### TO DO
Please gather every line from the entries below that contains the string "positive", treating uppercase and lowercase as different.

INFORMATION below:

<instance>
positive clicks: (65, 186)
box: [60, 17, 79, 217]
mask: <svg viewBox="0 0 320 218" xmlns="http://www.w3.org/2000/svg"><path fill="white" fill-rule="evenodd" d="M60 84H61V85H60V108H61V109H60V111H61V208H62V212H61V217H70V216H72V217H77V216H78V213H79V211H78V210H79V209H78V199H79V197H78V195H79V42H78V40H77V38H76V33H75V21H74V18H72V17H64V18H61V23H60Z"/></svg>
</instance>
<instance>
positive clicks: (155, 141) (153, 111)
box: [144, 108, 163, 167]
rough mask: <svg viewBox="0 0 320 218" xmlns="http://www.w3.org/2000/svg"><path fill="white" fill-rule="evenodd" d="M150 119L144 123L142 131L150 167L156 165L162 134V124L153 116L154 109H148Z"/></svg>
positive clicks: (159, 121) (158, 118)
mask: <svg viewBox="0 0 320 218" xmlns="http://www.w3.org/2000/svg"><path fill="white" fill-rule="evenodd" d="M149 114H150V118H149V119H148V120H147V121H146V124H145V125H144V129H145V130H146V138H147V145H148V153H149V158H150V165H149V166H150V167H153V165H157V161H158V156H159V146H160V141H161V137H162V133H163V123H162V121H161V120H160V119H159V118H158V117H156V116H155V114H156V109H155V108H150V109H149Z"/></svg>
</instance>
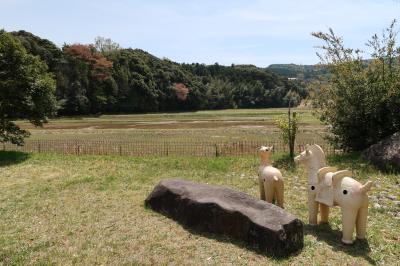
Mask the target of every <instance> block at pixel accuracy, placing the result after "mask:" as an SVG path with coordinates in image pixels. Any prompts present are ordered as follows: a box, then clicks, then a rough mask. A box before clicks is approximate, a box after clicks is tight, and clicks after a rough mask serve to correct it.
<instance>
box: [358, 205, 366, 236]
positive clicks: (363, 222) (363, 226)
mask: <svg viewBox="0 0 400 266" xmlns="http://www.w3.org/2000/svg"><path fill="white" fill-rule="evenodd" d="M367 216H368V205H367V206H365V207H361V208H360V209H359V210H358V213H357V222H356V232H357V238H358V239H365V234H366V231H367Z"/></svg>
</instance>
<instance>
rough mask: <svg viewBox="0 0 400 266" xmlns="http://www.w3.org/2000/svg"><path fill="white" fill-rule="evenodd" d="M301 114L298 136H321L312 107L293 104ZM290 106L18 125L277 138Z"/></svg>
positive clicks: (42, 133) (122, 137) (102, 136)
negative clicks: (304, 106)
mask: <svg viewBox="0 0 400 266" xmlns="http://www.w3.org/2000/svg"><path fill="white" fill-rule="evenodd" d="M294 111H296V112H297V113H298V115H299V118H300V130H299V136H298V139H299V140H304V141H307V140H311V139H314V140H317V141H318V140H321V136H322V135H323V134H324V132H325V128H324V126H323V125H321V124H320V122H319V121H318V120H317V119H316V118H315V117H314V116H313V115H312V111H311V109H307V108H295V109H294ZM285 114H287V109H286V108H276V109H273V108H269V109H240V110H233V109H232V110H217V111H197V112H187V113H157V114H137V115H102V116H97V117H78V118H77V117H73V118H58V119H52V120H50V122H49V123H48V124H46V125H45V126H44V127H43V128H34V127H33V126H32V125H31V124H29V123H28V122H27V121H19V122H18V124H19V125H20V126H21V127H23V128H25V129H29V130H30V131H31V132H32V137H31V139H32V140H59V139H63V140H98V139H107V140H127V141H153V140H155V139H157V140H163V141H187V142H190V141H191V140H193V139H196V140H198V141H202V140H207V141H210V140H211V141H232V140H260V139H269V140H271V141H275V140H277V139H279V134H277V132H278V129H277V128H276V127H275V125H274V123H275V120H276V118H278V117H279V116H281V115H285Z"/></svg>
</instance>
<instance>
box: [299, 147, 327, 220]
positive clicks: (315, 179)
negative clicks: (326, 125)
mask: <svg viewBox="0 0 400 266" xmlns="http://www.w3.org/2000/svg"><path fill="white" fill-rule="evenodd" d="M294 161H295V162H296V163H298V164H304V165H305V166H306V168H307V170H308V188H307V192H308V222H309V223H310V224H311V225H316V224H317V223H318V209H319V210H320V211H321V223H327V222H328V217H329V207H328V206H326V205H325V204H322V203H319V202H317V201H315V196H316V188H317V184H318V176H317V172H318V170H319V169H320V168H322V167H324V166H326V160H325V154H324V151H323V150H322V148H321V147H320V146H319V145H317V144H313V145H308V144H307V145H306V149H305V150H304V151H303V152H302V153H301V154H300V155H298V156H296V157H295V158H294Z"/></svg>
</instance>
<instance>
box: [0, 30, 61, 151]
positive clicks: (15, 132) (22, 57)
mask: <svg viewBox="0 0 400 266" xmlns="http://www.w3.org/2000/svg"><path fill="white" fill-rule="evenodd" d="M47 70H48V68H47V65H46V64H45V63H44V62H43V61H41V60H40V59H39V58H38V57H36V56H33V55H30V54H28V53H27V52H26V50H25V48H24V47H23V46H22V45H21V43H20V42H19V41H18V40H16V39H15V38H14V37H13V36H12V35H11V34H9V33H7V32H5V31H4V30H0V142H11V143H14V144H17V145H22V144H23V143H24V138H25V137H28V136H29V132H28V131H26V130H23V129H21V128H19V126H17V125H16V124H15V123H14V122H13V121H14V120H15V119H20V118H24V119H28V120H29V121H30V122H31V123H32V124H33V125H35V126H42V125H43V123H45V122H47V117H48V116H51V115H54V114H55V112H56V100H55V97H54V93H55V82H54V79H53V78H52V76H51V74H49V73H48V72H47Z"/></svg>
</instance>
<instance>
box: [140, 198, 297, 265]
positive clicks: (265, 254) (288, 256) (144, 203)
mask: <svg viewBox="0 0 400 266" xmlns="http://www.w3.org/2000/svg"><path fill="white" fill-rule="evenodd" d="M142 206H143V207H144V209H145V210H146V211H149V212H152V213H155V214H158V215H162V216H165V217H166V218H168V219H170V220H171V221H174V222H175V223H177V224H179V225H180V226H181V227H182V228H183V229H185V230H186V231H187V232H189V233H190V234H192V235H195V236H199V237H205V238H208V239H212V240H215V241H217V242H220V243H227V244H233V245H235V246H237V247H239V248H241V249H247V250H249V251H251V252H254V253H256V254H258V255H260V256H264V257H266V258H269V259H272V260H274V261H275V262H282V261H285V260H287V259H289V258H291V257H294V256H297V255H299V254H300V253H301V252H302V250H303V248H301V249H299V250H297V251H296V252H292V253H290V254H287V255H282V256H275V255H273V254H269V253H266V252H265V251H263V250H262V249H260V248H259V247H258V246H257V245H252V244H249V243H246V242H245V241H243V240H240V239H237V238H234V237H231V236H229V235H226V234H222V233H221V234H218V233H212V232H207V231H204V230H203V229H198V228H196V227H190V226H188V225H186V224H184V223H182V222H180V221H179V220H178V219H175V218H174V217H172V216H171V215H169V214H168V213H165V212H161V213H160V212H157V211H154V210H152V208H151V207H150V206H148V205H147V204H145V203H144V204H143V205H142Z"/></svg>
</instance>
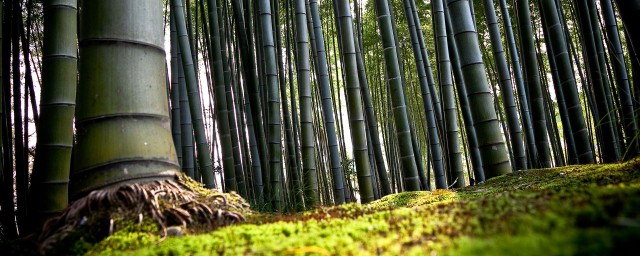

End of INFORMATION.

### EXERCISE RESULT
positive clicks: (65, 186)
positive clicks: (155, 141) (153, 111)
positive clicks: (159, 121) (158, 118)
positive clicks: (363, 222) (363, 226)
positive clicks: (42, 133) (122, 137) (102, 136)
positive clicks: (315, 179)
positive clicks: (15, 132) (22, 57)
positive clicks: (265, 254) (288, 256) (144, 203)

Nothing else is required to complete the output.